• _Exercise objective_:
Copy out the lines below word for word, starting at the line that contains "Do you see any street" and stopping after the line that contains "[117,65,123,90]".

• _Excerpted records_:
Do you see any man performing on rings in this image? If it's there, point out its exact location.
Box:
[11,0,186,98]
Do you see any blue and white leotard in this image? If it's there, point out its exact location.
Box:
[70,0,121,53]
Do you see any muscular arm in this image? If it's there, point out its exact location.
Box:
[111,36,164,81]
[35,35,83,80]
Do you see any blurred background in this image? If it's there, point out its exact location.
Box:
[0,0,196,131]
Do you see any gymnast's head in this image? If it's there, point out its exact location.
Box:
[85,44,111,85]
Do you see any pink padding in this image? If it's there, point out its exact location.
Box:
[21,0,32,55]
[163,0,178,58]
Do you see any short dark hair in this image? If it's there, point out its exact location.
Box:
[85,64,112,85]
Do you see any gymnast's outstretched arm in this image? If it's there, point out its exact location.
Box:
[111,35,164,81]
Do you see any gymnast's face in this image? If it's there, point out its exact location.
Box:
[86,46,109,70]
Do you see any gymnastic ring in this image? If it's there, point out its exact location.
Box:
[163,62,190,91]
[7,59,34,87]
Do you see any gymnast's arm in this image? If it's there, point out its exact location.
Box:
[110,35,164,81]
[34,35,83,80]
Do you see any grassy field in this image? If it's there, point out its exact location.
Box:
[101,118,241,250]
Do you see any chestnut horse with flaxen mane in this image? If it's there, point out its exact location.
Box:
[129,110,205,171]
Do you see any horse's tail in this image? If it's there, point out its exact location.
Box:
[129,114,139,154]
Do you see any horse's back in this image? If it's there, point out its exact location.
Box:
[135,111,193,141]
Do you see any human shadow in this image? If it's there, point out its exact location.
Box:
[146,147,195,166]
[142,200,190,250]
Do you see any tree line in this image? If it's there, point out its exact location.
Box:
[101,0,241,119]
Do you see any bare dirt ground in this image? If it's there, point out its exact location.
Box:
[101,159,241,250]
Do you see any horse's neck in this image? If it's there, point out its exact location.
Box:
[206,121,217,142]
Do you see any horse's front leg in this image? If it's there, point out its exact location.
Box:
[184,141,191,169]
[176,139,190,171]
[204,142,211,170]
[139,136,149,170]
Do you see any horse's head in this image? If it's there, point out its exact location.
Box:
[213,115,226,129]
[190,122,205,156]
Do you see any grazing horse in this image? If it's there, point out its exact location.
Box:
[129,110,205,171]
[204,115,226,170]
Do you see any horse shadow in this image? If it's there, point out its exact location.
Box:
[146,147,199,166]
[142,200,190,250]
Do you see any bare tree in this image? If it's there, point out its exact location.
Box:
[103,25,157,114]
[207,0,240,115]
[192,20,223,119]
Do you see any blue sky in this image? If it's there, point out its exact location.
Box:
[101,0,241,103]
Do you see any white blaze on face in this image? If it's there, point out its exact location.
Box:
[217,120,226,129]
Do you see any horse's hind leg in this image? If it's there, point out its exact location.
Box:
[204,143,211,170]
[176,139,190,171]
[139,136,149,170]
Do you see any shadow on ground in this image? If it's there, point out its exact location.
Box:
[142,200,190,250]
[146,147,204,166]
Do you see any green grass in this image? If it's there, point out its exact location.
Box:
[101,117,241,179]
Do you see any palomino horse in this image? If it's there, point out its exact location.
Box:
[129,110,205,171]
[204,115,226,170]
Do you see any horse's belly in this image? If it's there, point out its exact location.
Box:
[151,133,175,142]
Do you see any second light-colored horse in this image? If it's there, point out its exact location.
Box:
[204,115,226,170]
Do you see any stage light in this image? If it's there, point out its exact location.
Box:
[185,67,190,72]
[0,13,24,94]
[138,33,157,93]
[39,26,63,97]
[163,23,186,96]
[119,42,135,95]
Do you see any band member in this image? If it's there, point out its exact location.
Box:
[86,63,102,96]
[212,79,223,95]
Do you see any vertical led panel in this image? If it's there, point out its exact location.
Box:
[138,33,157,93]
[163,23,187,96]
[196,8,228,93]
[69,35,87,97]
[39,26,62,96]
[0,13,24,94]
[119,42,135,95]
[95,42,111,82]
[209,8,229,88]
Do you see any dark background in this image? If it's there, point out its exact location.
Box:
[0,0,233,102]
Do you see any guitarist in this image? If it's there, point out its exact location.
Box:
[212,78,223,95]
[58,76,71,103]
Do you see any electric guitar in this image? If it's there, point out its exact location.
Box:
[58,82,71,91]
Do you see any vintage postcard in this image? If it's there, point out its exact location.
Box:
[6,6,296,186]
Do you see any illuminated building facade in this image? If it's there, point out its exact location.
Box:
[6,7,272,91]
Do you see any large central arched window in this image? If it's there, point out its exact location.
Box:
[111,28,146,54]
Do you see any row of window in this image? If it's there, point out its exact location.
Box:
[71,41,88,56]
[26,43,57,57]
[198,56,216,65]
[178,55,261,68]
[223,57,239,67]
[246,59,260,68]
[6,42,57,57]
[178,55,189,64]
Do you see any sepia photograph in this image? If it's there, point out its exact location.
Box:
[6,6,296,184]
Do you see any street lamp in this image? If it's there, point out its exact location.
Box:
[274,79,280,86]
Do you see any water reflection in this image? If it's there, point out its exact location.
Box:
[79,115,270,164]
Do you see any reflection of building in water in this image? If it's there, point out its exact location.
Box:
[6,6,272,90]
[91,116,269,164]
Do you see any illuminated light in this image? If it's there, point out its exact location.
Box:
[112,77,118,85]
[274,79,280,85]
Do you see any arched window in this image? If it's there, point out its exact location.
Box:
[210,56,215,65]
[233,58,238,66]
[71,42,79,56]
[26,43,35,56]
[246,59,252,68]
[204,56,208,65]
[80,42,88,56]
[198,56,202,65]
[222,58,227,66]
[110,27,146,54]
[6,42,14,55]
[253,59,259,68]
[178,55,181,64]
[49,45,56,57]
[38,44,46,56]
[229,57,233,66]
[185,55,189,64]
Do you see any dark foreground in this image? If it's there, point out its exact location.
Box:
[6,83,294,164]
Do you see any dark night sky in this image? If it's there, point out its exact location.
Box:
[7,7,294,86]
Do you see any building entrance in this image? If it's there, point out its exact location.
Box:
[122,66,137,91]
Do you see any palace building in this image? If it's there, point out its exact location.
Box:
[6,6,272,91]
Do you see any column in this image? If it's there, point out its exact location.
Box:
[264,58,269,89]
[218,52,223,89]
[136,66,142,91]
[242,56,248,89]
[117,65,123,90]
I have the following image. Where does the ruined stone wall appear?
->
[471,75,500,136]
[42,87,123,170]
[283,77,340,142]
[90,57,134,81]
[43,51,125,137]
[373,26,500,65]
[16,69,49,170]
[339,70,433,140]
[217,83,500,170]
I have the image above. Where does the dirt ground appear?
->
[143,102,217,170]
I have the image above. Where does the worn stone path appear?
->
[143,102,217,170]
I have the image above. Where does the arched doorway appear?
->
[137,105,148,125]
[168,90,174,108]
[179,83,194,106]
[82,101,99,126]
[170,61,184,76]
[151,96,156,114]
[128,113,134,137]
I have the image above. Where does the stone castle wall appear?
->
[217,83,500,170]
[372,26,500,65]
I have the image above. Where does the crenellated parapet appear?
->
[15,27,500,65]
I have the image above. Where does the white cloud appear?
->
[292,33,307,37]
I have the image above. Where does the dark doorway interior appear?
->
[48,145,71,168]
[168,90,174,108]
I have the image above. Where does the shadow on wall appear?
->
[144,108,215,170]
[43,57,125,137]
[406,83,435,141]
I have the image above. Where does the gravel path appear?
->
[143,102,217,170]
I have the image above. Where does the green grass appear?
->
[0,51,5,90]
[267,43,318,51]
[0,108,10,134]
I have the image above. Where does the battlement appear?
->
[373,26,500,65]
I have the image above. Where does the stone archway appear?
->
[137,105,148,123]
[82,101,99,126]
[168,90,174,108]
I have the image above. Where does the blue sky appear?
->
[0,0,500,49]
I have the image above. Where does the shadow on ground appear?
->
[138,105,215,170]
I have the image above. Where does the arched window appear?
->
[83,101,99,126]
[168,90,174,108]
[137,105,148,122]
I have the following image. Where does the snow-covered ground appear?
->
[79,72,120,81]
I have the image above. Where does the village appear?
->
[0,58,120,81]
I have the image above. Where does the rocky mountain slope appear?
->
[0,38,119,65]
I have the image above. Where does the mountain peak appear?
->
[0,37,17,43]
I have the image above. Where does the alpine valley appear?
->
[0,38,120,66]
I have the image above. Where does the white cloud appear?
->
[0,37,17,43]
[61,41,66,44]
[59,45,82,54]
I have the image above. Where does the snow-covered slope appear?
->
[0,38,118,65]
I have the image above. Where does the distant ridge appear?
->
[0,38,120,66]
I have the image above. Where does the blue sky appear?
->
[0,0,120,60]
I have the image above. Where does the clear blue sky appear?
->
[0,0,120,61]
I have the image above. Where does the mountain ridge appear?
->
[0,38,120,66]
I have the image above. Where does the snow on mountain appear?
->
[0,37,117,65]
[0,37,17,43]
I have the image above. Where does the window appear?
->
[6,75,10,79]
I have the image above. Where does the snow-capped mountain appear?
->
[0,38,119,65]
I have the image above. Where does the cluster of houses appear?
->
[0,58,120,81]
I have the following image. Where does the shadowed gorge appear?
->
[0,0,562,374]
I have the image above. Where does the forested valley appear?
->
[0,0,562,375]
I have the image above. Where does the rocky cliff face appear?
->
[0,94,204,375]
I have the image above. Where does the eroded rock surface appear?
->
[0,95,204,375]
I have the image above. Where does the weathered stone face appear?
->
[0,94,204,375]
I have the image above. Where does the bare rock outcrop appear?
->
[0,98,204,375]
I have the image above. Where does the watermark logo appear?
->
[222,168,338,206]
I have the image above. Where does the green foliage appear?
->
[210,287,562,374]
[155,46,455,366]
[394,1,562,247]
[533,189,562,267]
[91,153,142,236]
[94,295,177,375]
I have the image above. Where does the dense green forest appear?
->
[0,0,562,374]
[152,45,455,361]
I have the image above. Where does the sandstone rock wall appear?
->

• _Completed task_:
Do you see any street lamp in this image? If it's there, point out its exact location.
Box:
[274,79,280,86]
Do you see any water reflection in this image? If it's there, point out its exact location.
Box:
[79,115,270,164]
Do you see any reflection of building in water in this image? If it's there, point out its exact location.
Box:
[6,6,272,90]
[91,116,269,164]
Do you see any illuminated light in this image? If it's there, point out its exact location.
Box:
[112,77,118,85]
[274,79,280,85]
Do you see any arched window in this image? If it's there, point out its exact location.
Box:
[210,56,215,65]
[233,58,238,66]
[71,42,79,56]
[26,43,35,56]
[246,59,252,68]
[204,56,208,65]
[80,42,88,56]
[198,56,202,65]
[222,58,227,66]
[110,27,146,54]
[6,42,14,55]
[253,59,259,68]
[178,55,181,64]
[49,45,56,57]
[38,44,46,56]
[229,57,233,66]
[185,55,189,64]
Do you see any dark foreground in this image? If it's there, point out its exact location.
Box:
[6,83,294,164]
Do you see any dark night sky in this image? If it's there, point out its exact location.
Box:
[7,7,294,86]
Do you see any building entrance in this image? If it's there, point out its exact location.
Box:
[122,66,137,91]
Do you see any palace building in this image? If it's there, point out its exact location.
Box:
[6,6,272,91]
Do you see any column in this image? If it's there, point out its exact location.
Box:
[264,58,269,89]
[218,52,223,89]
[136,66,142,91]
[242,56,248,89]
[117,65,123,90]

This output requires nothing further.